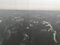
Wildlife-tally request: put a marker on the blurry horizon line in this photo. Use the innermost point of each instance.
(29, 10)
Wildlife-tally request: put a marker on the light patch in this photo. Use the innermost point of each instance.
(27, 27)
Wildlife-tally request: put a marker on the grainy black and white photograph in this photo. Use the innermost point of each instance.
(29, 22)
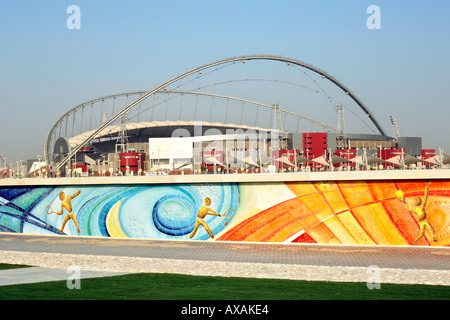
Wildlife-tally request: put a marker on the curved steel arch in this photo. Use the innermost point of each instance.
(212, 95)
(220, 62)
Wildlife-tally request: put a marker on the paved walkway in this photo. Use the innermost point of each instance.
(107, 256)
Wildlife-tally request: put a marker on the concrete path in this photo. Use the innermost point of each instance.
(39, 274)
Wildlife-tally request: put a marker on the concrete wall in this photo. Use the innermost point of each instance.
(326, 207)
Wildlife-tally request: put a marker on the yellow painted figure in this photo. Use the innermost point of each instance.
(202, 213)
(66, 203)
(419, 212)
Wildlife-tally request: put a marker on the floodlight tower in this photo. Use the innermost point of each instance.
(340, 134)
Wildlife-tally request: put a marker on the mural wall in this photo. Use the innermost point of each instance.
(346, 212)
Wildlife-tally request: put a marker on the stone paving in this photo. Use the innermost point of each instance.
(406, 265)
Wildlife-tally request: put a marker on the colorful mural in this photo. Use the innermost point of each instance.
(344, 212)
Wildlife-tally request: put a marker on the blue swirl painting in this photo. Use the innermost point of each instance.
(138, 211)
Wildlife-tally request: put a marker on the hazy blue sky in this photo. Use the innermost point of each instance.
(401, 69)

--- Work task ---
Please reproduce the line containing "Wildlife-tally request: put a marker on the blue" and each line after it to the end of the listing, exactly, with nothing added or left out.

--- Answer to the problem ---
Wildlife-tally request: put a marker on the blue swirl painting in this photo. Use the innermost point of each instance.
(138, 211)
Wildlife-tally request: put a marker on the hazy blue sky in this photo. Use the innermost point of each instance.
(401, 69)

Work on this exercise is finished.